Tyrosinemia, Type II

Background and History: 

Tyrosine is an amino acid, one of numerous building blocks that are needed to make proteins.  Numerous inherited human diseases are the result of gene mutations that in some way impact the metabolism of amino acids. 

Clinical Correlations: 

This rare disorder results from a deficiency in a liver enzyme needed to convert tyrosine into a useable form.  The result is an accumulation of this amino acid in the blood and cells.  This may lead to growth and mental retardation.  Developmental milestones such as sitting and walking are often delayed.  Elevated, painful lesions on the palms and soles are often present.  The surface of the cornea (windshield of the eye) may become inflamed and irregular causing, pain, redness, sensitivity to light, and excessive tearing.  Sometimes the cornea becomes ulcerated and scarred thereby interfering with vision. 


This is an autosomal recessive condition requiring the presence of two mutations.  The parents, who are clinically normal, may each contribute a single mutation to their child who now has the double dose necessary for the disease to appear.  The risk for tyrosinemia II in each of their children is 25%. 

Diagnosis and Prognosis: 

The diagnosis may be made by a pediatrician through urine and blood tests.  A diet low in protein may decrease the corneal and skin lesions but its impact on the growth and mental deficits is unknown at this time.

++++

Problems to solve
1. Quote the text on tyrosinemia type II from "This rare disorder" to "interfering with vision.".
2. Condense the paragraph of the text on tyrosinemia type II that begins "This rare disorder results" into a bulleted list of its main facts.
The listing after this text is not needed for any of the work here.

++++

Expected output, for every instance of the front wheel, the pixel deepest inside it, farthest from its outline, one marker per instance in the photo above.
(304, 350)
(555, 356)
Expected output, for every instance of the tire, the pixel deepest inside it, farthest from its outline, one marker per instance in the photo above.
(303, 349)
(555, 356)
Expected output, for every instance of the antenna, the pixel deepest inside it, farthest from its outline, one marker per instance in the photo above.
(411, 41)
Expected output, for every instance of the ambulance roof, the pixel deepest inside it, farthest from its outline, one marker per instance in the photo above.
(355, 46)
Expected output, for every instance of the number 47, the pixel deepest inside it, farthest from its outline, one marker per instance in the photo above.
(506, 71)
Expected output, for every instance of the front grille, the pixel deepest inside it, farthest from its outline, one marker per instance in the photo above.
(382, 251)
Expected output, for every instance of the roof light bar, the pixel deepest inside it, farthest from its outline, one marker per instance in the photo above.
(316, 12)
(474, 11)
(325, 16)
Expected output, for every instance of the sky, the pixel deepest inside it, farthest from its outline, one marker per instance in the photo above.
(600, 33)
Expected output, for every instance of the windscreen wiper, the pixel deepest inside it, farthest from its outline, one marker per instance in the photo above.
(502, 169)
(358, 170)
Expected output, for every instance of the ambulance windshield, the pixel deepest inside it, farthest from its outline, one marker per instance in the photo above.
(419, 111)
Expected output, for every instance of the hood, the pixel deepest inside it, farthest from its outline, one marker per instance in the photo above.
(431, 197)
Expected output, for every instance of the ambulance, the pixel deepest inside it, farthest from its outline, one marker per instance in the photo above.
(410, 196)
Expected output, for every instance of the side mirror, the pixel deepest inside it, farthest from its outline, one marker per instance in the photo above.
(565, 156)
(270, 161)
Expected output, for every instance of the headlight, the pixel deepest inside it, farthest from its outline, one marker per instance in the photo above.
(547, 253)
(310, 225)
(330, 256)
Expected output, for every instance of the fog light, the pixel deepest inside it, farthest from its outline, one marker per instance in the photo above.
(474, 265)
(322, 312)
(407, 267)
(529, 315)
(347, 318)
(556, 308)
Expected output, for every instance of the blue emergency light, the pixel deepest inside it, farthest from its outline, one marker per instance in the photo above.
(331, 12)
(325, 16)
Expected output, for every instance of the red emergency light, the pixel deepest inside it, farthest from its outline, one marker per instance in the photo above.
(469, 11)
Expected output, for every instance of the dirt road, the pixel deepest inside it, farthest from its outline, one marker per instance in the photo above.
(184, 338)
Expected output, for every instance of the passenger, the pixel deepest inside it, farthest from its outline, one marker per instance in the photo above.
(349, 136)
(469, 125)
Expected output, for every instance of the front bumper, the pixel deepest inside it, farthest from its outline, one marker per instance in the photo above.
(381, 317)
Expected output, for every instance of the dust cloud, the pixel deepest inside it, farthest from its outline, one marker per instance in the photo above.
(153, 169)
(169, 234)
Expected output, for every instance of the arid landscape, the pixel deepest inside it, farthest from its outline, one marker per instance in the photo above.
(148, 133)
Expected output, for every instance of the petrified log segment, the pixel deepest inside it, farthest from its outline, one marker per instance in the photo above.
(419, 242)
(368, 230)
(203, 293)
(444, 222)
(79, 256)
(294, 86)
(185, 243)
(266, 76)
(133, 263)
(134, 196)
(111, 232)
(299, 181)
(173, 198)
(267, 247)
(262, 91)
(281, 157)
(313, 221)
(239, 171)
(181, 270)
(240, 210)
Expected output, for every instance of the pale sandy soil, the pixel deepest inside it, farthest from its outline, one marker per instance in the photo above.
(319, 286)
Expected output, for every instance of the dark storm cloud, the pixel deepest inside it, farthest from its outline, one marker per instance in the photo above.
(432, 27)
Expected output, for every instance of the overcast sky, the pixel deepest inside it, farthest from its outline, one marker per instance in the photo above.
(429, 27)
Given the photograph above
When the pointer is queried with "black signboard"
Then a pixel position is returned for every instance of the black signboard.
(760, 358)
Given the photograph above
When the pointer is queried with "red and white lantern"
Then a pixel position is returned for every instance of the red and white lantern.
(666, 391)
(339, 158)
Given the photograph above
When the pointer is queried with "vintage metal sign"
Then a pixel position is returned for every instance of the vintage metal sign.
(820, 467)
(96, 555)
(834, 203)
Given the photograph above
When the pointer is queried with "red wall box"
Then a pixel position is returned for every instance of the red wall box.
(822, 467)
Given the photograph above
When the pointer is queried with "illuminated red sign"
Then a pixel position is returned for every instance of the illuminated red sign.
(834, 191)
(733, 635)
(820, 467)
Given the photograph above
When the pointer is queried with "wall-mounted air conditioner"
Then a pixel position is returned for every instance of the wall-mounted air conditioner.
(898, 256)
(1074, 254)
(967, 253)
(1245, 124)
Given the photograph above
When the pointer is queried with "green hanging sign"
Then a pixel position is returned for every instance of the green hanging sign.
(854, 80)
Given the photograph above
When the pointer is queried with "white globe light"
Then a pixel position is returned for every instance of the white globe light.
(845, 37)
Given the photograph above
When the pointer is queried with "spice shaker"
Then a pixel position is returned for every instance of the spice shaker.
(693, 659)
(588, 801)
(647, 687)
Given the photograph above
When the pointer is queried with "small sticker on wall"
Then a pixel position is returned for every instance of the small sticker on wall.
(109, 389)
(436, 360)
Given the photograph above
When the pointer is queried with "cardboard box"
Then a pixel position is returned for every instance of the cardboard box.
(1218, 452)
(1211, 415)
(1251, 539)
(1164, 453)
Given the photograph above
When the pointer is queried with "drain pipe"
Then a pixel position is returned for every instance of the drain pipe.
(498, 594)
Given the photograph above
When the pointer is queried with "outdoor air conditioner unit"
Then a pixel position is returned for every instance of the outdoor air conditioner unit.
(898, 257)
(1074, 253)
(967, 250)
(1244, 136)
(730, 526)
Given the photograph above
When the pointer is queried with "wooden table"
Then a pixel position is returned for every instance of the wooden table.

++++

Your written answers
1.
This rare disorder results from a deficiency in a liver enzyme needed to convert tyrosine into a useable form.  The result is an accumulation of this amino acid in the blood and cells.  This may lead to growth and mental retardation.  Developmental milestones such as sitting and walking are often delayed.  Elevated, painful lesions on the palms and soles are often present.  The surface of the cornea (windshield of the eye) may become inflamed and irregular causing, pain, redness, sensitivity to light, and excessive tearing.  Sometimes the cornea becomes ulcerated and scarred thereby interfering with vision.

2.
- Cause: a deficiency in a liver enzyme needed to convert tyrosine into a useable form
- Result: tyrosine builds up in the blood and cells
- Possible growth and mental retardation
- Often delayed milestones such as sitting and walking
- Often elevated, painful lesions on the palms and soles
- Possible inflamed, irregular corneal surface, causing pain, redness, light sensitivity and excessive tearing
- Sometimes ulceration and scarring of the cornea that interferes with vision